Extracted data entries

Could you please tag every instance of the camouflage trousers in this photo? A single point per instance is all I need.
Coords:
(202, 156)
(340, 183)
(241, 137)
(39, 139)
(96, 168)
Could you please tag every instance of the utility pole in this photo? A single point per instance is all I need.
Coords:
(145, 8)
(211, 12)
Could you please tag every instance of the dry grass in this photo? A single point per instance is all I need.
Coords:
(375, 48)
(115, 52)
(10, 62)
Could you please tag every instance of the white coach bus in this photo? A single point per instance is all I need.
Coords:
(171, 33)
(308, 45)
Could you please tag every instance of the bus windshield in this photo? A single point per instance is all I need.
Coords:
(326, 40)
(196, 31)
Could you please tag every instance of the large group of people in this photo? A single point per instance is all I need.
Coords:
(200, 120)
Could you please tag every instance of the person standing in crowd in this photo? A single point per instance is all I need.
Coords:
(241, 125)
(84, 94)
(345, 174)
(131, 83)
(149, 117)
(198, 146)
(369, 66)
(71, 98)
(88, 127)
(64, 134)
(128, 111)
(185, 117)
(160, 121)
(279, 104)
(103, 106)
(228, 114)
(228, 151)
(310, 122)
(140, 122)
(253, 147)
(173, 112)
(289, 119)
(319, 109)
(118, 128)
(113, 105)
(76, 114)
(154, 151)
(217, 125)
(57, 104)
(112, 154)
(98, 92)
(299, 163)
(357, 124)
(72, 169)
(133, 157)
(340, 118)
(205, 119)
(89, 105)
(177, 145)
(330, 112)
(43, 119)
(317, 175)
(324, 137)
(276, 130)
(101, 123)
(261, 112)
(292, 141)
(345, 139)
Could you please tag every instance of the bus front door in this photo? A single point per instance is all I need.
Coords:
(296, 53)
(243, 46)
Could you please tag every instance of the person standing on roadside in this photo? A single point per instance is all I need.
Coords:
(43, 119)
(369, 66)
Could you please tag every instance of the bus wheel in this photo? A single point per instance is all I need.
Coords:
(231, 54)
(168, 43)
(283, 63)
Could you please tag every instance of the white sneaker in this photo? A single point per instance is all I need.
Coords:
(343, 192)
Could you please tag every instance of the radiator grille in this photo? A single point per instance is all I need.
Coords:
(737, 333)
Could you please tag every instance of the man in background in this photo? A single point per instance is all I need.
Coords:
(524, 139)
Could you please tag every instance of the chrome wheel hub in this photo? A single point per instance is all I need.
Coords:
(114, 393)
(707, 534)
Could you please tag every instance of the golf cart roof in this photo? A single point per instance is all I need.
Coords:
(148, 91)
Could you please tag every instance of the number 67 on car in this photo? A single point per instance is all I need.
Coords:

→ Your goal: Give every entry back exactly as it was written above.

→ Result of this exercise:
Could you please tag every instance of the camouflage trousers in this photo? A single point per instance is all I need.
Coords:
(202, 156)
(340, 183)
(241, 137)
(39, 139)
(96, 168)
Could you please tag every instance of the utility pole in this photo? A single point per instance is all I need.
Coords:
(145, 8)
(211, 12)
Could you please tag every instance of the dry grass in this photo? A single point per instance is all I need.
Coords:
(375, 48)
(115, 52)
(10, 62)
Could you please tag every instance of the white coach bus in this photo? A single point per instance is all I need.
Coords:
(171, 33)
(308, 45)
Could you please tag every instance of the bus windshield in this photo? A single point per instance is all I need.
Coords:
(326, 40)
(196, 31)
Could you please tag every instance of the large group of people in this photo? A single point per instance is all I need.
Coords:
(200, 120)
Could you please tag every instance of the person standing in crowd in this photo? A single point per instance is all I need.
Coords:
(241, 125)
(84, 94)
(345, 174)
(131, 83)
(149, 117)
(198, 146)
(369, 66)
(71, 98)
(88, 127)
(64, 134)
(128, 111)
(185, 117)
(160, 121)
(279, 104)
(103, 106)
(228, 114)
(228, 151)
(310, 122)
(140, 122)
(253, 147)
(173, 112)
(289, 119)
(319, 109)
(118, 128)
(113, 105)
(76, 114)
(154, 151)
(217, 125)
(57, 104)
(112, 154)
(98, 92)
(299, 163)
(357, 124)
(72, 169)
(133, 157)
(340, 118)
(205, 119)
(89, 105)
(177, 145)
(330, 112)
(43, 119)
(317, 175)
(324, 137)
(276, 130)
(101, 123)
(261, 112)
(292, 141)
(345, 139)
Could you please tag every instance of the bus front door in this photo? A single point per instance is all I need.
Coords:
(296, 53)
(243, 46)
Could you please tag every instance of the person standing on roadside in this photo? A single point per instance is all I need.
Coords:
(43, 119)
(369, 66)
Could you please tag every instance of the bus wheel in this photo? A single point per instance is all I need.
Coords:
(231, 54)
(168, 43)
(283, 63)
Could you please tag every instance of the white sneaker in this photo? A single point per instance is all I need.
Coords:
(343, 192)
Could you please tag every instance of the radiator grille in this photo? A single point per instance is all I need.
Coords:
(737, 333)
Could you please tag every instance of the man in background in this photo? A single point per instance is all I need.
Coords:
(524, 139)
Could you please tag every instance of the chrome wheel hub in this photo? A single point per instance is all I need.
Coords:
(114, 393)
(707, 534)
Could you please tag every instance of the golf cart roof in this photo? A single point per instance is all I need.
Coords:
(148, 91)
Could you please tag every instance of the number 67 on car in this photo? A single point per instance is all I need.
Coords:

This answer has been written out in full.